EXERCISE REQUIREMENTS
Copy the material word for word from its first line through the line containing "M62 36L66 36L69", including both of those lines.

[Segmentation dataset records]
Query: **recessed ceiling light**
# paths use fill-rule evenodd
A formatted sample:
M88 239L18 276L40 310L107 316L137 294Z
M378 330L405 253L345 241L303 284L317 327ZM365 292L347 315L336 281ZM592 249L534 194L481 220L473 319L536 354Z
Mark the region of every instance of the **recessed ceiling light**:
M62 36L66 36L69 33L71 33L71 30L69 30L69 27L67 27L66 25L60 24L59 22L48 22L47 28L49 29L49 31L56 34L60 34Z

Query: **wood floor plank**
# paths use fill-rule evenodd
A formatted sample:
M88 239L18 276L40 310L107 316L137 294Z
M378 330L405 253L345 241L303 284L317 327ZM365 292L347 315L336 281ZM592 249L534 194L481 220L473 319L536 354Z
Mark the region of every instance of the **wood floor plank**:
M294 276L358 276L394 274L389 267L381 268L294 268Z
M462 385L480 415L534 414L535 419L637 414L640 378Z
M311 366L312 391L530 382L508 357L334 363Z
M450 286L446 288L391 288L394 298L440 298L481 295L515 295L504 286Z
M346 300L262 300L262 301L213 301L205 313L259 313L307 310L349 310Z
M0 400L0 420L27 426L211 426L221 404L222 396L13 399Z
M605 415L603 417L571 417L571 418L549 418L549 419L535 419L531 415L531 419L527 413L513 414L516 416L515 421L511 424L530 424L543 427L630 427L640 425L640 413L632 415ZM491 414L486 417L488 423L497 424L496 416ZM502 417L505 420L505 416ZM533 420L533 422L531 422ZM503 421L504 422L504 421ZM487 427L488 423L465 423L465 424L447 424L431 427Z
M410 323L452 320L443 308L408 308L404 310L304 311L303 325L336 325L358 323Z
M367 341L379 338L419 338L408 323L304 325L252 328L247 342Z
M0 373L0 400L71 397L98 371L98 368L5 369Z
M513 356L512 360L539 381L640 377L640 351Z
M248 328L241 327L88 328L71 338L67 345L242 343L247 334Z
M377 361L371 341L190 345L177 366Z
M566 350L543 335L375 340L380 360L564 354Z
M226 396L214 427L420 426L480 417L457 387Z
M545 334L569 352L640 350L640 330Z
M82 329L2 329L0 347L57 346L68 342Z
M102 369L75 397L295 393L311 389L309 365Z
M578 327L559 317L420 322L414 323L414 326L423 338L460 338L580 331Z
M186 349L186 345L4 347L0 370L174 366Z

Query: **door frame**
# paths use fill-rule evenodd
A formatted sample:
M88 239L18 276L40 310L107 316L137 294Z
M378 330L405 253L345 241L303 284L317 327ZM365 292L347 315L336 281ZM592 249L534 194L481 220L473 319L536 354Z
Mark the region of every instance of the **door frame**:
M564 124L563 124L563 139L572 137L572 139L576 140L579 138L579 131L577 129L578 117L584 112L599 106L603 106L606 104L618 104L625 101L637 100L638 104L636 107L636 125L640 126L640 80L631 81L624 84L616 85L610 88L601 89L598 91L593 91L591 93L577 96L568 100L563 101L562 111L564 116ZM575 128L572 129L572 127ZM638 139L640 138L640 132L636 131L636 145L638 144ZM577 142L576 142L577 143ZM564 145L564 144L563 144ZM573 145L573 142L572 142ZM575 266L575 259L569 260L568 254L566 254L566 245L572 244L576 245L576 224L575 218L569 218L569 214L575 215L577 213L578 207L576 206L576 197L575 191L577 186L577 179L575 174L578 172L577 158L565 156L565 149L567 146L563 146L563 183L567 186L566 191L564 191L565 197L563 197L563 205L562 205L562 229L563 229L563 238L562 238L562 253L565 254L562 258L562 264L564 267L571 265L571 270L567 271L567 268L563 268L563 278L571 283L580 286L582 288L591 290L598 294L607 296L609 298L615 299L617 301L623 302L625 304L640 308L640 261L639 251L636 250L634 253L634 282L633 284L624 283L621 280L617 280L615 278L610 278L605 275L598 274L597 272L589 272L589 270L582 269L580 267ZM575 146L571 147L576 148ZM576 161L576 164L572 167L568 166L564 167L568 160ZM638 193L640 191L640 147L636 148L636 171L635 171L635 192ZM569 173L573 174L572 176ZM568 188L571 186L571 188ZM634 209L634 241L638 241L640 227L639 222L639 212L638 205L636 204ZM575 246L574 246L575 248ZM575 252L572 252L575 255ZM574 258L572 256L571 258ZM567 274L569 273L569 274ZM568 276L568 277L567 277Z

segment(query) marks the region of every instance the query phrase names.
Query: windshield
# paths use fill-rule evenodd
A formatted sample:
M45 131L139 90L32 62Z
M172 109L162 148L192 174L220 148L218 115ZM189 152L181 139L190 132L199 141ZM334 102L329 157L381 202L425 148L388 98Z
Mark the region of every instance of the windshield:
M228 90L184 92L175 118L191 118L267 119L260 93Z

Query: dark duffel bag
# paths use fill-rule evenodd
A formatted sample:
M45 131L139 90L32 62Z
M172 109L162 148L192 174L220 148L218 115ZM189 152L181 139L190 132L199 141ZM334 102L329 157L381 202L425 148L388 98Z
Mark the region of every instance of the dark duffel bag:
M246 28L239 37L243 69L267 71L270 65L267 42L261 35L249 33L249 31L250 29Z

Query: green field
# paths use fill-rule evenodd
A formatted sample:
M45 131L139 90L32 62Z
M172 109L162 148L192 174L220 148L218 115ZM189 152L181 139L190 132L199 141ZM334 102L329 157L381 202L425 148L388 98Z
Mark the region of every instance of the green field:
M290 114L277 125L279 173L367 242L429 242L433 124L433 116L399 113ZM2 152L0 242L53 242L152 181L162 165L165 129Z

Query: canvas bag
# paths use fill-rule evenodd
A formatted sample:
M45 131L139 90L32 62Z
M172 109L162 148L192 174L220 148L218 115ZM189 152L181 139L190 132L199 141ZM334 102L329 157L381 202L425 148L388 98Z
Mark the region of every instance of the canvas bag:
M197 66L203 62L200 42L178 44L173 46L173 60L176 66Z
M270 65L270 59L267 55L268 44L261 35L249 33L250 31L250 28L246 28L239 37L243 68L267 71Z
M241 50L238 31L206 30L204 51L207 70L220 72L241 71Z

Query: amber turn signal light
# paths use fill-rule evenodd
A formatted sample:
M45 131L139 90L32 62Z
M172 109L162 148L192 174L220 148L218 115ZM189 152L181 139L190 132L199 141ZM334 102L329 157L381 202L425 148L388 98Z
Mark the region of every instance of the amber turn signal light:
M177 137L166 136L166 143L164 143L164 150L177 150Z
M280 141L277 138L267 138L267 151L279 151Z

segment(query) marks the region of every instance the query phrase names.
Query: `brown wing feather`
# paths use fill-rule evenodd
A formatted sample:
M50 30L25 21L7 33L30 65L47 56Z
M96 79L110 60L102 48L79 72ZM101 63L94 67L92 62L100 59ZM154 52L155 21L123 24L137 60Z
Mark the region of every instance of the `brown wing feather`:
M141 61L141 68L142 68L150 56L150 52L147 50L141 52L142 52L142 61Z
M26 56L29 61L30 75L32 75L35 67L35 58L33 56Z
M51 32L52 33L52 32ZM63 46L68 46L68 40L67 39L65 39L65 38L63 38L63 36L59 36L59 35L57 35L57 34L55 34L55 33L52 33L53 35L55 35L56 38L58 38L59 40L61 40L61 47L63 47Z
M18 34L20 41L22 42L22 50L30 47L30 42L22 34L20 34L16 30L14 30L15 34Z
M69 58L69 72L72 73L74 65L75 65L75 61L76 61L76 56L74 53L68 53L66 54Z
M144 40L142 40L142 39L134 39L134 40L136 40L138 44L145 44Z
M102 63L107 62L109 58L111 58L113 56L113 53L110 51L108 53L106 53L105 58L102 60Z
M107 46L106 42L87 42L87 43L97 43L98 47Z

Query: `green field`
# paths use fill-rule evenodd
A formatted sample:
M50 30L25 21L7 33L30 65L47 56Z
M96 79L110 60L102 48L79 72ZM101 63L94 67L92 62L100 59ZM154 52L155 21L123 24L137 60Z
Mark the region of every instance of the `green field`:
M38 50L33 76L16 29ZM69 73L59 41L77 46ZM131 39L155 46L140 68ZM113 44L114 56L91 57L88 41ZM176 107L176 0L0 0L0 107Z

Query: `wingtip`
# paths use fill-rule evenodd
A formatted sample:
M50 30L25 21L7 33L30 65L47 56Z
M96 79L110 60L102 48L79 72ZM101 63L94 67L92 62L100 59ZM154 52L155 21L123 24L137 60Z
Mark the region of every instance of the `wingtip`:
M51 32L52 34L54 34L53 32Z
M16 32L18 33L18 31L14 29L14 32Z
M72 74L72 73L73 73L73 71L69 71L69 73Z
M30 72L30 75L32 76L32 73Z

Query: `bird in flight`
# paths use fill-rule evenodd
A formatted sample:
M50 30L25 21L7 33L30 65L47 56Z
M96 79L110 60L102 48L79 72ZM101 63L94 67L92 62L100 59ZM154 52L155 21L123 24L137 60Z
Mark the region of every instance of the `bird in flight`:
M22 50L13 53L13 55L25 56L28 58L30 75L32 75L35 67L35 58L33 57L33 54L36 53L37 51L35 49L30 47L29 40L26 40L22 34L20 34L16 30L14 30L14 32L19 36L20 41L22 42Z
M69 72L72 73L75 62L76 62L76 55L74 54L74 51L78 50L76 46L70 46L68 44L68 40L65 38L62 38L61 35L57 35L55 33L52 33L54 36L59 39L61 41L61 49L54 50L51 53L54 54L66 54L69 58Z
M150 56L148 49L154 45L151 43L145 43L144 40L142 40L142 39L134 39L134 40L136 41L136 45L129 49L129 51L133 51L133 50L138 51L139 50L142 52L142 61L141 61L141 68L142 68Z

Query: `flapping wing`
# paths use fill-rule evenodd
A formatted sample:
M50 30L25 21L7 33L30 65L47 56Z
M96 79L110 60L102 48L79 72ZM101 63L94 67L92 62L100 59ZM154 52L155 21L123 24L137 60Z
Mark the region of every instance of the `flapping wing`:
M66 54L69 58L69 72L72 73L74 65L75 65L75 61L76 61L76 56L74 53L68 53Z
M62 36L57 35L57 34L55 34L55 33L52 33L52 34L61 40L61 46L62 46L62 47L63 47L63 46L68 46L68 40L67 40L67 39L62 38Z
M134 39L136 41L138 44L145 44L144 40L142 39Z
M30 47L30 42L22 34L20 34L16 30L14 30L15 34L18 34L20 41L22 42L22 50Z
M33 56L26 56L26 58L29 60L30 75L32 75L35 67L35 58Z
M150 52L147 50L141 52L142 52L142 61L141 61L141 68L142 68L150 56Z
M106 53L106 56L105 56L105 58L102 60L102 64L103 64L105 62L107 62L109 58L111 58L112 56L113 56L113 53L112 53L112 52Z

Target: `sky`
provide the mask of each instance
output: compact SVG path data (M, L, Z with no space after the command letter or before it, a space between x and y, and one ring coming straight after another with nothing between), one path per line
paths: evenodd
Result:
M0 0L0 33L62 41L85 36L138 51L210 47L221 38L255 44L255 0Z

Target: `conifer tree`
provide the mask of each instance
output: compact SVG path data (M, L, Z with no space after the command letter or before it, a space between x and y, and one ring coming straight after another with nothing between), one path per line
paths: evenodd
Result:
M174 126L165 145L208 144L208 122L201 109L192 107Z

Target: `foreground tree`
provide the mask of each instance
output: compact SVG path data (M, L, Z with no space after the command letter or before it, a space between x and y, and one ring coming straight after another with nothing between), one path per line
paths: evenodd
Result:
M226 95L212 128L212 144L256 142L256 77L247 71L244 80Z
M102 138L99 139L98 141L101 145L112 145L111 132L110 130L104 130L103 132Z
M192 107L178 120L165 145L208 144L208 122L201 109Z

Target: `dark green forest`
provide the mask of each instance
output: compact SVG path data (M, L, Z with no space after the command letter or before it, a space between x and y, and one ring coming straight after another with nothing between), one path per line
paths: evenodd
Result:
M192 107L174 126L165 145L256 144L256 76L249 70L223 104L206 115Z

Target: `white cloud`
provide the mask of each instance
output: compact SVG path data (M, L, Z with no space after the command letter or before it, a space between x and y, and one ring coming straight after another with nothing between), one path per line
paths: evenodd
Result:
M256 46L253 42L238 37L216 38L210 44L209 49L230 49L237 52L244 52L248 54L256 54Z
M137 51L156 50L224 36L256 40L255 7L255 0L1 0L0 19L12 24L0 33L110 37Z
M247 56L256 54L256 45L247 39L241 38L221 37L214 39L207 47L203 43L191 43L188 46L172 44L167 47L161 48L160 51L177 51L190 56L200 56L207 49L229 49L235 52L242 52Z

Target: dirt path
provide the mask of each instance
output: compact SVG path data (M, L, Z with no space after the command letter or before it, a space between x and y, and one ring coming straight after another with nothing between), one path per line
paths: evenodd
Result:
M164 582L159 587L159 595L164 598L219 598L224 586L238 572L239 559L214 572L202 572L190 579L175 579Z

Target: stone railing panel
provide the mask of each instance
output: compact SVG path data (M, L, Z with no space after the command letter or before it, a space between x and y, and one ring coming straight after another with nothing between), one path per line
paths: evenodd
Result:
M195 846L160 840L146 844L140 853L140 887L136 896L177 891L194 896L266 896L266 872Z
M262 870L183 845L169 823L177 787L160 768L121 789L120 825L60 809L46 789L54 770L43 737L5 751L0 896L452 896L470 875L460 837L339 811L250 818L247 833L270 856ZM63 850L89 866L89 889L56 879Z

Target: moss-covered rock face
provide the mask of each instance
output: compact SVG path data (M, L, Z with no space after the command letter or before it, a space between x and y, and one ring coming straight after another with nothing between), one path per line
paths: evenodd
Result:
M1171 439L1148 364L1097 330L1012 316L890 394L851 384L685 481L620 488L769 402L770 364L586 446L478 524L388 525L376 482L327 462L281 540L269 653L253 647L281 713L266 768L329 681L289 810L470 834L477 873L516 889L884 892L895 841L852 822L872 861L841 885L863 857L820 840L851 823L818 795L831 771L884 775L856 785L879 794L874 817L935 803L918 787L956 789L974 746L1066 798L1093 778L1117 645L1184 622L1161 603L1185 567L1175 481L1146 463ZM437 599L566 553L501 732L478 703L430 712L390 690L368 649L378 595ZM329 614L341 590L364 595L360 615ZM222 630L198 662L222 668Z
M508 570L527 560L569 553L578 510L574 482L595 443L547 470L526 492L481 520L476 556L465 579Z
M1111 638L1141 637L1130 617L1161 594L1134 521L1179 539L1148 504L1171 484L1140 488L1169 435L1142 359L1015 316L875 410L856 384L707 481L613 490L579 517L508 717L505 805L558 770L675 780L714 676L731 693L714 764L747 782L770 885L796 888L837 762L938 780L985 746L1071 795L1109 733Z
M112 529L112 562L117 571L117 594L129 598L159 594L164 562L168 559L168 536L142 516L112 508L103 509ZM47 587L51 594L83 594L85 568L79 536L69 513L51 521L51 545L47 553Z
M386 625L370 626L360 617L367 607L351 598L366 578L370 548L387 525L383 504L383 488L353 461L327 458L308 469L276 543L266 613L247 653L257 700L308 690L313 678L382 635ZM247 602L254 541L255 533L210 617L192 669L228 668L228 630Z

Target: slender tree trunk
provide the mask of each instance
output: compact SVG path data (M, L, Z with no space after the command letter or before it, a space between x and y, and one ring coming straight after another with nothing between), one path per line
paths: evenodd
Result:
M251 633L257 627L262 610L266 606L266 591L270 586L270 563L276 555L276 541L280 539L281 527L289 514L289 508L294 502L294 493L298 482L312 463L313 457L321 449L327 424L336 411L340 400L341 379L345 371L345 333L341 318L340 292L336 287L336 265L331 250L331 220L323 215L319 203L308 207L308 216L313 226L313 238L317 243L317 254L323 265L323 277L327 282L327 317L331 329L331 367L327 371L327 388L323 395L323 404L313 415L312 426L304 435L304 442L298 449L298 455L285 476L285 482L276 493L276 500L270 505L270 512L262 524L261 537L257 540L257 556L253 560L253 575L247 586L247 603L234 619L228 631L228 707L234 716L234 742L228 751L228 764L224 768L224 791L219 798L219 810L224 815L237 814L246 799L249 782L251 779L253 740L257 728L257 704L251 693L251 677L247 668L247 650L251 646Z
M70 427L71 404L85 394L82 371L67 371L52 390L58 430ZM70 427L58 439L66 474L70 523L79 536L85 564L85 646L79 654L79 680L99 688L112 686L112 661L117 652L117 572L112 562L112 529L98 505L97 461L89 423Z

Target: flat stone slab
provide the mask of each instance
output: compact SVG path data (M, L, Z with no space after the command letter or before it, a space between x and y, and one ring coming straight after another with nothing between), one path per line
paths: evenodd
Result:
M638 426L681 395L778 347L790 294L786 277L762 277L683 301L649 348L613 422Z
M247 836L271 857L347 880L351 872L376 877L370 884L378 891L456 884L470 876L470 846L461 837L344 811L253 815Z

WORKED ANSWER
Query: **recessed ceiling light**
# paths use fill-rule evenodd
A formatted sample:
M88 239L18 276L40 310L107 316L137 294Z
M378 330L405 253L345 241L303 284L317 327ZM365 292L347 315L336 281ZM592 249L534 194L481 220L473 319L536 354Z
Mark the region of every instance of the **recessed ceiling light**:
M62 36L66 36L69 33L71 33L71 30L69 30L69 27L67 27L66 25L60 24L59 22L48 22L47 28L49 29L49 31L56 34L60 34Z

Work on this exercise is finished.